* Job *
Gather every line of the items below that contains the string "spoon" and copy each one unchanged. Case counts.

* Data for the task *
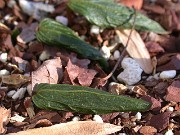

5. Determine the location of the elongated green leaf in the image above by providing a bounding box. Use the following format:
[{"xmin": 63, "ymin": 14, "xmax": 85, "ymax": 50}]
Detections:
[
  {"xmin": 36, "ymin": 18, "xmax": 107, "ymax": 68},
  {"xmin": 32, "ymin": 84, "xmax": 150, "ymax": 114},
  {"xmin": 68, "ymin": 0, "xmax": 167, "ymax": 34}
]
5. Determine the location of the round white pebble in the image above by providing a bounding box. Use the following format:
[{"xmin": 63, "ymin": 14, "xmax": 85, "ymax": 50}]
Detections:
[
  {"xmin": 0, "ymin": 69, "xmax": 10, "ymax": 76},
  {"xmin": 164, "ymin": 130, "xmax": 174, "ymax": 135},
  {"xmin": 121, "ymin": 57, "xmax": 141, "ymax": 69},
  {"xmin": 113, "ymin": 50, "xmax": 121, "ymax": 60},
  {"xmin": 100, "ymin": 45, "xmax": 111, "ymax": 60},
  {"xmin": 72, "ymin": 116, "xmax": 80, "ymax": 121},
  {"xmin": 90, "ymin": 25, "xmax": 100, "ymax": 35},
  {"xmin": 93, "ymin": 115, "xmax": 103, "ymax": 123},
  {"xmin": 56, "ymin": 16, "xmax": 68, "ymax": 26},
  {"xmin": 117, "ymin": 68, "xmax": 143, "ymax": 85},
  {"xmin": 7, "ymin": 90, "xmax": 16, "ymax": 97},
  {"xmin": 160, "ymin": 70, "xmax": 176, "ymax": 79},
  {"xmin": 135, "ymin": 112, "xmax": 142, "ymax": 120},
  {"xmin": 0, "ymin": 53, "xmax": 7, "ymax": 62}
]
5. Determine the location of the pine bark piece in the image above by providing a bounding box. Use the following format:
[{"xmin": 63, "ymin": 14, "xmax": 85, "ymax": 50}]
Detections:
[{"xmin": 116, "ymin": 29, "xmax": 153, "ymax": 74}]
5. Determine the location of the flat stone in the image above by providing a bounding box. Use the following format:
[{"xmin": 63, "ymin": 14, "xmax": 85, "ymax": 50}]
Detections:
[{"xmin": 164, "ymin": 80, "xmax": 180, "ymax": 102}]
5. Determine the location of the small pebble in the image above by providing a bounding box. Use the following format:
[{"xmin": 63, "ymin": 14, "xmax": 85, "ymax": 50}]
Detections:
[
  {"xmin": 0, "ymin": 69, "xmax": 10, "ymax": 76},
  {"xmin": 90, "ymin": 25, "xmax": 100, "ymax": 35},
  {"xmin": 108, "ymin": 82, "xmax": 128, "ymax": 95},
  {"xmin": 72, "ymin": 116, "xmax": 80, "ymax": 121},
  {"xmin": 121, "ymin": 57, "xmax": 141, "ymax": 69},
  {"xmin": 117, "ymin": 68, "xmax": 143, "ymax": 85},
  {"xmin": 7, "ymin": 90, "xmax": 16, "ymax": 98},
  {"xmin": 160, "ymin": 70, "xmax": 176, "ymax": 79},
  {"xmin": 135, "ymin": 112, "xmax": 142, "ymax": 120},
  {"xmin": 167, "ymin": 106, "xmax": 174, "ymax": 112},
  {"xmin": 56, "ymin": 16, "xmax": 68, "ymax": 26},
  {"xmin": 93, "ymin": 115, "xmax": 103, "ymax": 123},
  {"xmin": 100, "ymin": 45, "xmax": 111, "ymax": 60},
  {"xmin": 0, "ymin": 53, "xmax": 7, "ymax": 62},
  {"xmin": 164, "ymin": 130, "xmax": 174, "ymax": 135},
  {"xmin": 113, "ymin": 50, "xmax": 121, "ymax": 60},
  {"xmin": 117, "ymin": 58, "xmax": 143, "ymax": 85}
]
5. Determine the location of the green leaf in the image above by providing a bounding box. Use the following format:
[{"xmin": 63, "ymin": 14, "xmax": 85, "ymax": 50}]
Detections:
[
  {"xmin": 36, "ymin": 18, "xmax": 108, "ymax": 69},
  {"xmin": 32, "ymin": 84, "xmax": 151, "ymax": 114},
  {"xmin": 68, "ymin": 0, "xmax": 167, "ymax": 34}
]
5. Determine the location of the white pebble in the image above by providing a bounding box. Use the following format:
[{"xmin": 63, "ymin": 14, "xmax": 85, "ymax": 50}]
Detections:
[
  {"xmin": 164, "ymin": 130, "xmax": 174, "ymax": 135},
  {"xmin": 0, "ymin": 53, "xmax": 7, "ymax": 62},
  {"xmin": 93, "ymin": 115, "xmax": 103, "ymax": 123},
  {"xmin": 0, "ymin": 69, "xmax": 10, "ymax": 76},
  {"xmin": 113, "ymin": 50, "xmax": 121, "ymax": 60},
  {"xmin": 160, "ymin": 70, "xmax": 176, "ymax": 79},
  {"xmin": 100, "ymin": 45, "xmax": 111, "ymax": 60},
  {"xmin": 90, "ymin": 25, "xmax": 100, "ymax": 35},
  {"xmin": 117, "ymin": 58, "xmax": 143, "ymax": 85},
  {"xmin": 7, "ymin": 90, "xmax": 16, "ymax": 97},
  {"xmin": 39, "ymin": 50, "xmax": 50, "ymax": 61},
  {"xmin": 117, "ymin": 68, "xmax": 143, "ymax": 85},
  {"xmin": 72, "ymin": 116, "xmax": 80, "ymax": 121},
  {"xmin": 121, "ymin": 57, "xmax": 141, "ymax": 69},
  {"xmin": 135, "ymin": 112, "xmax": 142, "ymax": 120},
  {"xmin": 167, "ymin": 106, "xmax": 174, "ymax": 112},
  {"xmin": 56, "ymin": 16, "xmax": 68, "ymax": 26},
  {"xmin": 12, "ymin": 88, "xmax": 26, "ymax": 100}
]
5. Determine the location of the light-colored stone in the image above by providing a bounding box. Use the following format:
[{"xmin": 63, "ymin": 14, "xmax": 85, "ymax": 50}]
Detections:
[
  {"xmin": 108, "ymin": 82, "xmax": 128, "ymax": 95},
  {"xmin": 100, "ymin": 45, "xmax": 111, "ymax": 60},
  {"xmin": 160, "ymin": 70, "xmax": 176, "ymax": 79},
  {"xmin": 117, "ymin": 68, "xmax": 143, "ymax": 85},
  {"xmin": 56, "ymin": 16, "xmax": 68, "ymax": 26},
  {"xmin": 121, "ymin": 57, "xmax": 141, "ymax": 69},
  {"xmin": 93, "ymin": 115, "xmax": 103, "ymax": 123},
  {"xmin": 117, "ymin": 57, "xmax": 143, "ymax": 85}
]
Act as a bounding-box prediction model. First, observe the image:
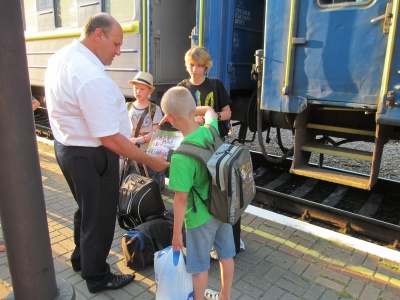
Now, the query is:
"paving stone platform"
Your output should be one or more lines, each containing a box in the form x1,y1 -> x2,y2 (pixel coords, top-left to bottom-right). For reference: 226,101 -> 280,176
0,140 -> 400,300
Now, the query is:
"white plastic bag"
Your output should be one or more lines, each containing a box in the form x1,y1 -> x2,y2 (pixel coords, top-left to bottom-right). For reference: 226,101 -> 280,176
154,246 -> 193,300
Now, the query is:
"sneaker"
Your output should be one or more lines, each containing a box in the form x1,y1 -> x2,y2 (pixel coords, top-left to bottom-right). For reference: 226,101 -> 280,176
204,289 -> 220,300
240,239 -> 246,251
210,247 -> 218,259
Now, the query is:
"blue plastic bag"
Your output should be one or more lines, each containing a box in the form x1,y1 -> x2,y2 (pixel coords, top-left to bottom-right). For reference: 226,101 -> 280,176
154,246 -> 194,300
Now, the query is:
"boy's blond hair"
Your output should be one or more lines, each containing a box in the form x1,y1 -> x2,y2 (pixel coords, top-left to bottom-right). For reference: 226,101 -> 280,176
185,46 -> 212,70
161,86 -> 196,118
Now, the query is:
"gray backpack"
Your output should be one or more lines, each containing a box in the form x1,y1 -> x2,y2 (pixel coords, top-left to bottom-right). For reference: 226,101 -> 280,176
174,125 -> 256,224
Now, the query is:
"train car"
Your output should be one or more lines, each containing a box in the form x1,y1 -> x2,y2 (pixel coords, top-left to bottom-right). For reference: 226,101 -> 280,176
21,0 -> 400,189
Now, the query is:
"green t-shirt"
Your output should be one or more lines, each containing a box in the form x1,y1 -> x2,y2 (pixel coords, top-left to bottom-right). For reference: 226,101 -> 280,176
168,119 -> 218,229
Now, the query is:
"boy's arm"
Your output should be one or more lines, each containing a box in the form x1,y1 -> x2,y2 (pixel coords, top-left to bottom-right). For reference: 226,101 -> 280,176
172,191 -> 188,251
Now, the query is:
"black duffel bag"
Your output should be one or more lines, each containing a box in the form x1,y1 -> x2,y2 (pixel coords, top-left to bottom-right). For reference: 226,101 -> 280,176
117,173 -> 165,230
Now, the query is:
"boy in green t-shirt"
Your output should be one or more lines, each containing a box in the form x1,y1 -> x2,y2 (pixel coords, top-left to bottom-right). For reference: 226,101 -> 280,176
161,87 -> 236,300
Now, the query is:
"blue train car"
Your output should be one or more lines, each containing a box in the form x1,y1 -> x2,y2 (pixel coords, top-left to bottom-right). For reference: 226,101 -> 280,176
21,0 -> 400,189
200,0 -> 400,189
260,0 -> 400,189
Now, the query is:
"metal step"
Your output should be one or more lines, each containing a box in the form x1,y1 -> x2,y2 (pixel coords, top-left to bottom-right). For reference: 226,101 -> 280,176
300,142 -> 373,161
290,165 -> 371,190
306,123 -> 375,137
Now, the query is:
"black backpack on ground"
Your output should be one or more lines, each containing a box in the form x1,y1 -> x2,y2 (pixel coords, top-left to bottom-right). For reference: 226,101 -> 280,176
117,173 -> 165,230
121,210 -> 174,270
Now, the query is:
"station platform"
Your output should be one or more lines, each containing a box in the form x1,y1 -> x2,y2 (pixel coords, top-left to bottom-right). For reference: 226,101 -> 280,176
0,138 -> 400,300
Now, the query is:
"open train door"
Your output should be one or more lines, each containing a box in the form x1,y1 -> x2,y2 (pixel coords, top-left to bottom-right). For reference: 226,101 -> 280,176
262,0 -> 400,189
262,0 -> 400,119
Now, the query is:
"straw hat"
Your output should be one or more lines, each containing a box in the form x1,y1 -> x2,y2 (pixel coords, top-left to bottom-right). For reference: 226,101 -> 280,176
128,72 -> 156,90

--

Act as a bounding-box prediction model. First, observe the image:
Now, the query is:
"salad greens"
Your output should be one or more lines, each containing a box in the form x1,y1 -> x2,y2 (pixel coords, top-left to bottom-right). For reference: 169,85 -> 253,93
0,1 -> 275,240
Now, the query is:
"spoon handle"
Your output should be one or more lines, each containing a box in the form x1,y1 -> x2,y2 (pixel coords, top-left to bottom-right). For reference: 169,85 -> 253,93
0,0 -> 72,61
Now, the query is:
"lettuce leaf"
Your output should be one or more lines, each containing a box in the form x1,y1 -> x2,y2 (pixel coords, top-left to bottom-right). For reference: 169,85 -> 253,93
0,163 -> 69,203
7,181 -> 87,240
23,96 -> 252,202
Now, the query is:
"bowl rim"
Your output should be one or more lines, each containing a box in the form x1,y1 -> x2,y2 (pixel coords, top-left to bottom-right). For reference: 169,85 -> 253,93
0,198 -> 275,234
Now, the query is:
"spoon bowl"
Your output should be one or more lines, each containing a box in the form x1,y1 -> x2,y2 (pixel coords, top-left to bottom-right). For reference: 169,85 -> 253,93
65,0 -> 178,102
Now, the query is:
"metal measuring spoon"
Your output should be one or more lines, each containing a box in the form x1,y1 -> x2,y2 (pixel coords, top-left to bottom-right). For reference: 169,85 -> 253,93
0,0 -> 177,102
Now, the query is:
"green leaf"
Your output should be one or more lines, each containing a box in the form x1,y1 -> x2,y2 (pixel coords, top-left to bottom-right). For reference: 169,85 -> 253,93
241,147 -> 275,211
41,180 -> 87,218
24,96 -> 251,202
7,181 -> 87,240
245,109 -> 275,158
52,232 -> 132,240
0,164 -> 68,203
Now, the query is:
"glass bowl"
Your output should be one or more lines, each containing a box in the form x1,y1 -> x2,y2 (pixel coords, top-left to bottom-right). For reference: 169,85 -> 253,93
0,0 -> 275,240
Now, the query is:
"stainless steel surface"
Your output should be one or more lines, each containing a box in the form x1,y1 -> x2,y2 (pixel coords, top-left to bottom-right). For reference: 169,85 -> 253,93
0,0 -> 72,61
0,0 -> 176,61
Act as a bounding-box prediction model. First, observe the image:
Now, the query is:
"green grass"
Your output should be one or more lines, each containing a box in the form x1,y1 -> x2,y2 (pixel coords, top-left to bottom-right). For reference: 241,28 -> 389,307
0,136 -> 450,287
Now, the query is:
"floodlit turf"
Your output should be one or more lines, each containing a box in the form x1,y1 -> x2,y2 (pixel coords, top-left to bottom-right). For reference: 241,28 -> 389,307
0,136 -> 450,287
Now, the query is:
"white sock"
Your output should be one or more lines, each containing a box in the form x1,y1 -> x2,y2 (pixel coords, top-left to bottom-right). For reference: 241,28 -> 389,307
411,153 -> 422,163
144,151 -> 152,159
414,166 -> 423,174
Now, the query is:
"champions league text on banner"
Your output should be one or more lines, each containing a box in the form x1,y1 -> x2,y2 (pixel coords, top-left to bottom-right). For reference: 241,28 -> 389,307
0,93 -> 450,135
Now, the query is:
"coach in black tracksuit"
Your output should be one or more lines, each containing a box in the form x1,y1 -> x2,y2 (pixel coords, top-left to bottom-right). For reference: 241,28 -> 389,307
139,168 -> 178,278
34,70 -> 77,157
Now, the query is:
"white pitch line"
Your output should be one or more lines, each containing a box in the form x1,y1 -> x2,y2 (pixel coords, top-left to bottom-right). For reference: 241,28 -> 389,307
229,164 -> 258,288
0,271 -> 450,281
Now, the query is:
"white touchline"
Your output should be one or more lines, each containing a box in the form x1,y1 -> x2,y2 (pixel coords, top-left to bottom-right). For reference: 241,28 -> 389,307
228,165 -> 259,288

* Worked answer *
"spoon handle"
"spoon bowl"
"metal measuring spoon"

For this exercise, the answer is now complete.